=== Recorded data ===

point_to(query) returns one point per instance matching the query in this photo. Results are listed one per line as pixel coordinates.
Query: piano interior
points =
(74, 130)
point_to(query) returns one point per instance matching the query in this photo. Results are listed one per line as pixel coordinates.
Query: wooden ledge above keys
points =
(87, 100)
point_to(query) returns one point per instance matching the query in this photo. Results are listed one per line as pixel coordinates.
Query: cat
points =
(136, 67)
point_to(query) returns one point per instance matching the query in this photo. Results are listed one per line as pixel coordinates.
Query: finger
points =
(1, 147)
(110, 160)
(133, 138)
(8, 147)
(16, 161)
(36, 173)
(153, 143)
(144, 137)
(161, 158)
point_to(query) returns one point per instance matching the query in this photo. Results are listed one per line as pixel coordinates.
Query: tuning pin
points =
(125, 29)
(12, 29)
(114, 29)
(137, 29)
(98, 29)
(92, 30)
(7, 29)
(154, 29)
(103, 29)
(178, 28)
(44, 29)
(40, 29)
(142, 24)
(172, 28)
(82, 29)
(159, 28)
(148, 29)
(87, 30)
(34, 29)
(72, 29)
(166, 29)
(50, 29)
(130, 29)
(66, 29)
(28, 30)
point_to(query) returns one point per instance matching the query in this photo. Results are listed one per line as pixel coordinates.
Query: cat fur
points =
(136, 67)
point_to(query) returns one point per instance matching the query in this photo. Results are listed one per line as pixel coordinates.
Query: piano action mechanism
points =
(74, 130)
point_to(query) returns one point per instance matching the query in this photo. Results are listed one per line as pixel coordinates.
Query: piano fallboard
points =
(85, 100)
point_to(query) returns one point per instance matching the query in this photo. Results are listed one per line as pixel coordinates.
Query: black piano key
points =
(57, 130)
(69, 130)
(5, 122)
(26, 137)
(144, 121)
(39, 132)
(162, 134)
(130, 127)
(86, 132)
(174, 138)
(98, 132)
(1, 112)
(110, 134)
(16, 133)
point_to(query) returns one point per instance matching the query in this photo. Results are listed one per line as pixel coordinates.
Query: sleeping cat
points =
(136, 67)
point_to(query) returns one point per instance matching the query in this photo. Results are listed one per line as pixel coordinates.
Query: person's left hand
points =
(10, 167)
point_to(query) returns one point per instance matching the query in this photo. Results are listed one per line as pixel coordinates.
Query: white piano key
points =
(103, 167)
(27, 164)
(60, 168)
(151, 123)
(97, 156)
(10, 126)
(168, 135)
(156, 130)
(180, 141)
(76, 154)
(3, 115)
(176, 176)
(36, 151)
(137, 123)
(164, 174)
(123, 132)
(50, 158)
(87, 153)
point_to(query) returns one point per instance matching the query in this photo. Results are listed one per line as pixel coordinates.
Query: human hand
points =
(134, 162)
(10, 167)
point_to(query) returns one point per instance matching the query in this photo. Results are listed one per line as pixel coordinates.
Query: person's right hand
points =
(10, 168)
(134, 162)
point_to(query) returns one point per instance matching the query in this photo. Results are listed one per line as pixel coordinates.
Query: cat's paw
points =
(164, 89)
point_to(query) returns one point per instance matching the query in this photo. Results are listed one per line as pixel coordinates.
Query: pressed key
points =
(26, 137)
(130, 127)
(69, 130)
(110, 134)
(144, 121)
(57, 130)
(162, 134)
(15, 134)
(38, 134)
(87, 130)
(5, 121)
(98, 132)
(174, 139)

===

Exercise task.
List every line in the records above that contains the word "piano". Capital and lowercase letters count as different.

Finished exercise.
Query: piano interior
Query: piano action mechanism
Query: piano fallboard
Query: black piano key
Query: white piano key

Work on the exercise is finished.